* [作業の指示]:
ヘーゲル「法の哲学」の講義録のうち、「第二章の「契約」というのは、」で始まり「求められているにすぎません。」で終わる部分を、一字も変えずに出力してもらえますか？

* [文書の抜粋]:
『ヘーゲル「法の哲学」を読む』より

 

 

第七講 契約・不法

一、はじめに

 今日は、第一部「抽象的な権利ないし法」の第二章「契約」、第三章「不法」を講義します。
 第一章「自分のものとしての所有」においては、自由な意志をもつ人格が、権利の主体となること及び、権利の客体である所有、使用、譲渡の問題をみてきました。
 しかし、権利・義務という法的な関係は、二つの人格が物件をはさんで向きあい、お互いの自由な意志が交錯する「契約」または「不法」の関係において、つまり、個々の人間が共同体の一員として生活するなかで、はじめて抽象的な権利から抜け出し、現実と向きあう関係となってきます。また個々の人格は、共同体の世界に分け入ることによって、共同体を支える論理としての普遍性と向き合うことになり、はじめて個人の特殊的意志と普遍的意志との関係が、一つの大きな柱として論じられることになってきます。
 第二章の「契約」というのは、一つの物件をめぐって、「売りましょう」「買いましょう」というお互いに自由な意志にもとづく権利・義務が生ずる場となります。契約にもとづいて権利が生じ、契約に違反することは義務違反として違法となります。
 いわば、民事事件の根本問題がここで、扱われることになります。
 これに対し第三章の「不法」では、法によって禁止されていることを、自分の自由な意志にもとづき、あえて行うことによって法を侵した場合に、普遍的意志としての法は自己の回復を求めて不法を弾劾するという問題として議論されることになります。
 いずれにしても、法の世界というのは、社会共同体のなかにあって、普遍的意志としての法にもとづき、「あれをしてはいけない、これをしてはいけない」という特殊的意志を規制する消極的な生き方が求められているにすぎません。

* [提供データ]:

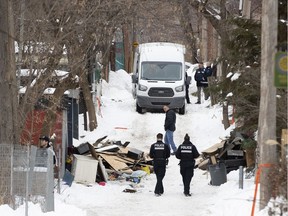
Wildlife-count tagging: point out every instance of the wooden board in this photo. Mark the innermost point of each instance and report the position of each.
(114, 162)
(102, 169)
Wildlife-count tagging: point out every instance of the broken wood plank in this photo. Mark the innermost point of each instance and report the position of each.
(99, 140)
(102, 169)
(116, 165)
(108, 148)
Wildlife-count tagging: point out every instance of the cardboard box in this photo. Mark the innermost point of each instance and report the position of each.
(84, 168)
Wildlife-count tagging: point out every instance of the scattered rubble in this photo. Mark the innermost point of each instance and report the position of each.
(107, 161)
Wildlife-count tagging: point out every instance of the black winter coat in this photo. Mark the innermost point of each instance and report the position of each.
(200, 78)
(170, 120)
(187, 153)
(159, 151)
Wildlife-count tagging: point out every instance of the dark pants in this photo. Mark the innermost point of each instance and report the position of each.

* [作業の結果]:
第二章の「契約」というのは、一つの物件をめぐって、「売りましょう」「買いましょう」というお互いに自由な意志にもとづく権利・義務が生ずる場となります。契約にもとづいて権利が生じ、契約に違反することは義務違反として違法となります。
 いわば、民事事件の根本問題がここで、扱われることになります。
 これに対し第三章の「不法」では、法によって禁止されていることを、自分の自由な意志にもとづき、あえて行うことによって法を侵した場合に、普遍的意志としての法は自己の回復を求めて不法を弾劾するという問題として議論されることになります。
 いずれにしても、法の世界というのは、社会共同体のなかにあって、普遍的意志としての法にもとづき、「あれをしてはいけない、これをしてはいけない」という特殊的意志を規制する消極的な生き方が求められているにすぎません。